■ **Page**
○ ○ ○ ○

Keeps only records that satisfy a condition.

Parameters

Parameter	Type	Required	Description
`if`	Object	Yes	Specifies the condition

The if can be defined using:

expression: A simple boolean expression
code: A Python code block returning a boolean

Example

      - type: filter
        if: is_critical_sensor

Full example for filter:

Tutorial: Filtering and Transforming

`filterNot`

Excludes records that satisfy a condition (opposite of filter). Records are kept when the condition returns false.

Parameters

Parameter	Type	Required	Description
`if`	Object	Yes	Specifies the condition

The if parameter must reference a predicate function that returns a boolean.

Example

      - type: filterNot
        if: is_inactive_product

This example filters out products with "inactive" status, keeping all other products:

Producer - filterNot example (click to expand)

functions:
  generate_product:
    type: generator
    globalCode: |
      import random
      counter = 0
    code: |
      global counter
      counter += 1
      pid = f"p{counter:03d}"
      return pid, {
        "product_id": pid,
        "name": random.choice(["laptop", "phone", "tablet"]),
        "status": random.choice(["active", "inactive", "pending"]),
        "price": round(random.uniform(50, 1500), 2)
      }
    resultType: (string, json)

producers:
  product_producer:
    generator: generate_product
    interval: 2s
    to:
      topic: product_stream
      keyType: string
      valueType: json

Processor - filterNot example (click to expand)

streams:
  product_input:
    topic: product_stream
    keyType: string
    valueType: json

functions:
  is_inactive_product:
    type: predicate
    code: |
      if value is None:
        return False

      status = value.get("status", "")
      if status == "inactive":
        print(f"Filtering out inactive product: {value.get('product_id')} - {value.get('name')}")

○ ○ ○ ○

Excerpts from point annotation data:
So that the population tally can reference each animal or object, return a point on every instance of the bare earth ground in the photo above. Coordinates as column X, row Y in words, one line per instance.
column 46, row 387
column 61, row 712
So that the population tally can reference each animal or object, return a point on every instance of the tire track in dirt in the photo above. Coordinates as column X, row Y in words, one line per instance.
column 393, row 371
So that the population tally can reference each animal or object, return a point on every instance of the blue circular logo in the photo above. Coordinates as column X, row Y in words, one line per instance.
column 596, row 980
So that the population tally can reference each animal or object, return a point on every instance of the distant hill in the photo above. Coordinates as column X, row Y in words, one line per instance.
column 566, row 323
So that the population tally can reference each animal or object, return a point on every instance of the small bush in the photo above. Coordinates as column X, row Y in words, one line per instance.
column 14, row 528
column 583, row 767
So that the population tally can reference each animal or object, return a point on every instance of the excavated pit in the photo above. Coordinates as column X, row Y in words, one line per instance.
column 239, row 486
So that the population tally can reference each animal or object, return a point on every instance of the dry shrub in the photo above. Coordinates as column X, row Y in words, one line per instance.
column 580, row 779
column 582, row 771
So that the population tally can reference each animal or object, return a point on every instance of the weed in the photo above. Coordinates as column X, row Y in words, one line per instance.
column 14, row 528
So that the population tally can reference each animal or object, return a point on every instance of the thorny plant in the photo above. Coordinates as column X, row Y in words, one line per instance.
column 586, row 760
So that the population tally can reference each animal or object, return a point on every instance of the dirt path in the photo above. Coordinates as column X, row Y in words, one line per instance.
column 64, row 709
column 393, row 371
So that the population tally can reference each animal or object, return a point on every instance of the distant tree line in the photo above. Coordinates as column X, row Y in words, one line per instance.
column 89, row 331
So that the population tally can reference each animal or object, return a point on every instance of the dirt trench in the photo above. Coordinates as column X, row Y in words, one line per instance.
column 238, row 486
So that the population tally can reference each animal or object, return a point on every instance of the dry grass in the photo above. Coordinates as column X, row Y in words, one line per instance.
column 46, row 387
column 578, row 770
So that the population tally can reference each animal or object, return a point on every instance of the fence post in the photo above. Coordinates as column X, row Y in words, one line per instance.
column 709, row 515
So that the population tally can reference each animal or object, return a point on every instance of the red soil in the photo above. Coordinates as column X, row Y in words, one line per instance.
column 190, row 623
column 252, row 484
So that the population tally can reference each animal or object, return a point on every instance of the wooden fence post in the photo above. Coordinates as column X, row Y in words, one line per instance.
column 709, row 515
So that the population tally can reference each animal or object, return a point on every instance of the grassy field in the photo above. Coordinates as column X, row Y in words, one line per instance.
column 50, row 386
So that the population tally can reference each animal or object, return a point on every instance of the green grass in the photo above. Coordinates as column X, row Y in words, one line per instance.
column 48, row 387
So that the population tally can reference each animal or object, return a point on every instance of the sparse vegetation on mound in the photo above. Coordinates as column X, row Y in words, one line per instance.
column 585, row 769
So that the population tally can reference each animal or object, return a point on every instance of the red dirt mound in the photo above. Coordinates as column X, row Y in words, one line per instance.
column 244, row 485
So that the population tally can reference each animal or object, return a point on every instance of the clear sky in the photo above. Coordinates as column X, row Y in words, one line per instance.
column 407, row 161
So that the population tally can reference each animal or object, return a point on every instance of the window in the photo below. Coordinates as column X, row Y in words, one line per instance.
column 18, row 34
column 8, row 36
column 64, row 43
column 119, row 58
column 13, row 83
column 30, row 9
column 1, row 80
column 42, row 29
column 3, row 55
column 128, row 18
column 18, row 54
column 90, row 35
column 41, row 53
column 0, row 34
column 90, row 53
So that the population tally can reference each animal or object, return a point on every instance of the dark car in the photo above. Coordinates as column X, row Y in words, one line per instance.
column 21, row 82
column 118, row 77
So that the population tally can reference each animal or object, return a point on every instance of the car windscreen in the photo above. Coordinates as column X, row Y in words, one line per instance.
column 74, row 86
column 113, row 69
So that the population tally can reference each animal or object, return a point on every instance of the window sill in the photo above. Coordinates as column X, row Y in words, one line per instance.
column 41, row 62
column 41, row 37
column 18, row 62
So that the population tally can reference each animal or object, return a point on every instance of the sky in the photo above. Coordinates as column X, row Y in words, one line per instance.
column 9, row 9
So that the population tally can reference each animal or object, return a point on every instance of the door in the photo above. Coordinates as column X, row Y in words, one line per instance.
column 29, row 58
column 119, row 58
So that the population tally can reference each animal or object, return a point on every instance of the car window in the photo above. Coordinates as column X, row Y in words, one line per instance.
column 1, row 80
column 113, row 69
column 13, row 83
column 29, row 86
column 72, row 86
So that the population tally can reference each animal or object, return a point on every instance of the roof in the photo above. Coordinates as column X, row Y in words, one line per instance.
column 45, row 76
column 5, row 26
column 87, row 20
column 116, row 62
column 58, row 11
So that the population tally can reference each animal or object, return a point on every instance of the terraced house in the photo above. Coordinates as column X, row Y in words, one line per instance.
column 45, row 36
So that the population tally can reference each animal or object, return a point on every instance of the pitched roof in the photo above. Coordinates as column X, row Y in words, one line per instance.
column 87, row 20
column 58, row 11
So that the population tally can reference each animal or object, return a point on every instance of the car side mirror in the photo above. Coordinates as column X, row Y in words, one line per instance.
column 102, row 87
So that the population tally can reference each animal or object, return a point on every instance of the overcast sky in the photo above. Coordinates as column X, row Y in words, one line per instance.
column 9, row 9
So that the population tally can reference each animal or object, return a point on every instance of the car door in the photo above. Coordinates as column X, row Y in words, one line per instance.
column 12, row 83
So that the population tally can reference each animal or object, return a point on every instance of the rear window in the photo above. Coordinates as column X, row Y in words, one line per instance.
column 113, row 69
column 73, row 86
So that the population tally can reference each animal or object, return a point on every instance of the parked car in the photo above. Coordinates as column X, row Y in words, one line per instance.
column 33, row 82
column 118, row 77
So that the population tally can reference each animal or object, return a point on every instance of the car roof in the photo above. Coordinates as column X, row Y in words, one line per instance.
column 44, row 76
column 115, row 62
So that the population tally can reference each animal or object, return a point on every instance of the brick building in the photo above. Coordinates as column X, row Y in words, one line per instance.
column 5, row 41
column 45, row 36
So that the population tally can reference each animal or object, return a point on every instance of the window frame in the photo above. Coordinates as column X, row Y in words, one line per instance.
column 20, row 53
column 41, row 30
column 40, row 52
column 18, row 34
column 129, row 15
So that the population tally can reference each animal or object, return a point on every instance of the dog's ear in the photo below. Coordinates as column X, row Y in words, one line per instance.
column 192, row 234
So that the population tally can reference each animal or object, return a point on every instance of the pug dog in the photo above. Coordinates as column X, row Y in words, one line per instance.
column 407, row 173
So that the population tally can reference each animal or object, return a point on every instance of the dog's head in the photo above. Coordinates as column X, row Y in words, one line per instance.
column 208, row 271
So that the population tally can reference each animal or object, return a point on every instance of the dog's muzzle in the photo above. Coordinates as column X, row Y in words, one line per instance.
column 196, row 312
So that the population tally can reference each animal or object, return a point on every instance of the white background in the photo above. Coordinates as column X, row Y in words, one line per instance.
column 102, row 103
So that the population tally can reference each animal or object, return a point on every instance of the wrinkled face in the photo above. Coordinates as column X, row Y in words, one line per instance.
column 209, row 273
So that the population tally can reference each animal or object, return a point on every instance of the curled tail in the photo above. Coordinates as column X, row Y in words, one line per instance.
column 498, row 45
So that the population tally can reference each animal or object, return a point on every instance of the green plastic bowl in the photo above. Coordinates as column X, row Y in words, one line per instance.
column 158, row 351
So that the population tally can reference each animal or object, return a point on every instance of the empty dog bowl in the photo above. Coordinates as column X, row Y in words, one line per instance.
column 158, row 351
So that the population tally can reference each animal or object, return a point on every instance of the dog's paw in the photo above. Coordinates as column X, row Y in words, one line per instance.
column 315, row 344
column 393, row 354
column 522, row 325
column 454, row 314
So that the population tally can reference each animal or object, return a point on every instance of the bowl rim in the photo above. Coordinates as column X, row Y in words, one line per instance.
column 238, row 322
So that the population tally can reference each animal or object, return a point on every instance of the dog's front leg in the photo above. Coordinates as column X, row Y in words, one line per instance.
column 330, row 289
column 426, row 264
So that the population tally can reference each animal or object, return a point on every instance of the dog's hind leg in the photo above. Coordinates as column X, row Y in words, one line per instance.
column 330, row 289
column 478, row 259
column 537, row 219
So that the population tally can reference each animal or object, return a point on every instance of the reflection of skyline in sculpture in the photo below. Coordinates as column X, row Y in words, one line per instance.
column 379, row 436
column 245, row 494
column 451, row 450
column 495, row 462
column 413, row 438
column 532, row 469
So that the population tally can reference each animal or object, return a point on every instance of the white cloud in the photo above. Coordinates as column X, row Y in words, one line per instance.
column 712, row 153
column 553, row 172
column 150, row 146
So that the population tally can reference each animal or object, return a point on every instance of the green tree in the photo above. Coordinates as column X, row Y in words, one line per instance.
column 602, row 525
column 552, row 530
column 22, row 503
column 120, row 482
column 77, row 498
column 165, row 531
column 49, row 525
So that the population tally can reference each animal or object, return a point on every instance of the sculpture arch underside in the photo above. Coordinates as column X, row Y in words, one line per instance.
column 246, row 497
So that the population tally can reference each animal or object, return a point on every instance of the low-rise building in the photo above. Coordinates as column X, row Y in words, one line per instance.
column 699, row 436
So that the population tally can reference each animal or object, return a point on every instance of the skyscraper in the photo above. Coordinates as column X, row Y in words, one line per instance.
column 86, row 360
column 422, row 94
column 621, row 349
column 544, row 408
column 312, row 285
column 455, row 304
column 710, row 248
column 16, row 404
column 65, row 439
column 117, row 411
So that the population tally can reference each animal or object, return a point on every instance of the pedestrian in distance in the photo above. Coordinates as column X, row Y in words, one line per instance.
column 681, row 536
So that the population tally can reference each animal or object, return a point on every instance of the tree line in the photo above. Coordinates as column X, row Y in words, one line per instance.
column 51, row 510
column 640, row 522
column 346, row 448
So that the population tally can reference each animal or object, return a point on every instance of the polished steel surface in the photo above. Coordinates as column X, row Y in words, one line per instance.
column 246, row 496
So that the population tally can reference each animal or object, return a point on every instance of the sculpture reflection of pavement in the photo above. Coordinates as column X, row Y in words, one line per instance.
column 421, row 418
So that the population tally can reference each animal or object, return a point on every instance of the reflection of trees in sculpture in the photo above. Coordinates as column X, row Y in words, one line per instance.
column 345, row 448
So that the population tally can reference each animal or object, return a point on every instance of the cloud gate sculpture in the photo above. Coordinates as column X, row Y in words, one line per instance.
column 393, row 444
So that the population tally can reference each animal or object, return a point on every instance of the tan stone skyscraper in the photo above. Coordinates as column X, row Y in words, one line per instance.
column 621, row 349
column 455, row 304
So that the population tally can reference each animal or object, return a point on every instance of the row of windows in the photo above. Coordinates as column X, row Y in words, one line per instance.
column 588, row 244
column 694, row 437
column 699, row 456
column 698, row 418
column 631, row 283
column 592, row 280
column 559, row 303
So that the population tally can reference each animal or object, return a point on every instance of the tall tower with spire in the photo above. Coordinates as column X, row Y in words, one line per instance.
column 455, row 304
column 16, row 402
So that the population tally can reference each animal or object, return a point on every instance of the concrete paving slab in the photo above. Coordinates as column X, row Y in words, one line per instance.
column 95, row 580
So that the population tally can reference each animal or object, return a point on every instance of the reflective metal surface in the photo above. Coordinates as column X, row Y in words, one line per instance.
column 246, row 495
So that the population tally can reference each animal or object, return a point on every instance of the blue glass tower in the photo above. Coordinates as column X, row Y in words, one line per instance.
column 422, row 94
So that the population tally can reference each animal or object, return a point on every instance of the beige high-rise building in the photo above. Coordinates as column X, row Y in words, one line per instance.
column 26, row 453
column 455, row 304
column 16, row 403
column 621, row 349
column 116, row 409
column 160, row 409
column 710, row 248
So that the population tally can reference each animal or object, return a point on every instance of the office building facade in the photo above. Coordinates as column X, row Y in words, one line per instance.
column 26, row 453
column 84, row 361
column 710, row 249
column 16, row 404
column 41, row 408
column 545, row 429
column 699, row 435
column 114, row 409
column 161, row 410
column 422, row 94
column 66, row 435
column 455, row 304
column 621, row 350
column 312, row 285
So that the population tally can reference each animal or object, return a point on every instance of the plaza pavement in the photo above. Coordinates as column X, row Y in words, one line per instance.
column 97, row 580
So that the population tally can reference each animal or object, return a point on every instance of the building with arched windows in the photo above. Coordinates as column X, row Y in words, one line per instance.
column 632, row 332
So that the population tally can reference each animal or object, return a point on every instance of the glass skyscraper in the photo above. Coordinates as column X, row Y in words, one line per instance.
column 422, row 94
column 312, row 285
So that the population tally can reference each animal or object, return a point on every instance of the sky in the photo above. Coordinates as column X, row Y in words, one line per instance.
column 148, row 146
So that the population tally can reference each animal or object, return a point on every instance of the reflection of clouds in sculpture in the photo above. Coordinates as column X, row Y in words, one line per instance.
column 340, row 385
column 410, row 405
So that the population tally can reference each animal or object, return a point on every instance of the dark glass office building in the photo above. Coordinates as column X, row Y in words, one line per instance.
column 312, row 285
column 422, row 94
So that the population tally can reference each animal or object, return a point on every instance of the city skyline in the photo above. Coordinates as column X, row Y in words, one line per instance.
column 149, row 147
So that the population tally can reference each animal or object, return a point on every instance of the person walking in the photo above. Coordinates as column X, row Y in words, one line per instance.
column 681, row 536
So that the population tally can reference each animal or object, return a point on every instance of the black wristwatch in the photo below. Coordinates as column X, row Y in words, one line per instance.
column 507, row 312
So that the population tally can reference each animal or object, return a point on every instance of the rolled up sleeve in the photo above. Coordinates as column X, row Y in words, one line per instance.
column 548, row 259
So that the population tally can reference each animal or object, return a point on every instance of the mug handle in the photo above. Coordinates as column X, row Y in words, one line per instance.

○ ○ ○ ○

■ **Exercises to complete**
1. Can you repeat the filter and filterNot documentation from "Full example for" up to and including "condition returns false."?
2. In the filter and filterNot documentation, which keys does the dictionary returned by the generate_product function contain?
3. Could you take the filter and filterNot documentation further, starting right after its last line?

■ **Outputs for the tasks**
1.
Full example for filter:

Tutorial: Filtering and Transforming

`filterNot`

Excludes records that satisfy a condition (opposite of filter). Records are kept when the condition returns false.

2. product_id, name, status, price

3.
        return True

      return False

pipelines:
  main:
    from: product_input
    via:
      - type: filterNot
        if: is_inactive_product
      - type: peek
        forEach:
          code: |
            print(f"Active product kept: {key} - {value['name']} (status: {value['status']}, price: ${value['price']})")
    to:
      topic: active_products
      keyType: string
      valueType: json

What this example does:

The producer generates products with different statuses: active, inactive, pending, discontinued
The processor uses filterNot with a predicate function to exclude products with "inactive" status
Products with other statuses (active, pending, discontinued) are kept and passed through to the output topic

Format Conversion Operations

Format conversion operations change the serialization format of keys or values without altering the actual data content.

`convertKey`

Converts the key to a different data format.

Parameters

Parameter	Type	Required	Description
`into`	String	Yes	Target format for the key

Example

      - type: convertKey
        into: json:windowed(string)

Full example for convertKey:

Tutorial: Windowing

`convertValue`

Converts the value to a different data format.

Parameters

Parameter	Type	Required	Description
`into`	String	Yes	Target format for the value

Example

      - type: convertValue
        into: json

Full example for convertValue:

Tutorial: Data Formats

Grouping & Partitioning Operations

Grouping and partitioning operations organize data by keys and control how records are distributed across partitions, preparing data for aggregation or improving processing parallelism.

`groupBy`

Groups records by a new key derived from the record.

Parameters

Parameter	Type	Required	Description
`keySelector`	Object	Yes	Specifies how to select the new key

The keySelector can be defined using: - expression: A simple expression returning the grouping key - code: A Python code block returning the grouping key

Example

      - type: groupBy
        name: group_by_sensor_type
        mapper:
          code: |
            if value is None:
              return "unknown"  
            if not "sensor_type" in value:
              return "unknown"
          expression: value["sensor_type"]
          resultType: string

Full example for groupBy:

Tutorial: State Stores

`groupByKey`

Groups records by their existing key for subsequent aggregation operations.

Parameters

None. This operation is typically followed by an aggregation operation.

Example

      - type: groupByKey

Full example for groupByKey:

Tutorial: Aggregations

`repartition`

Redistributes records across partitions, optionally using custom partitioning logic. This operation allows you to control data distribution for performance optimization or to meet specific processing requirements.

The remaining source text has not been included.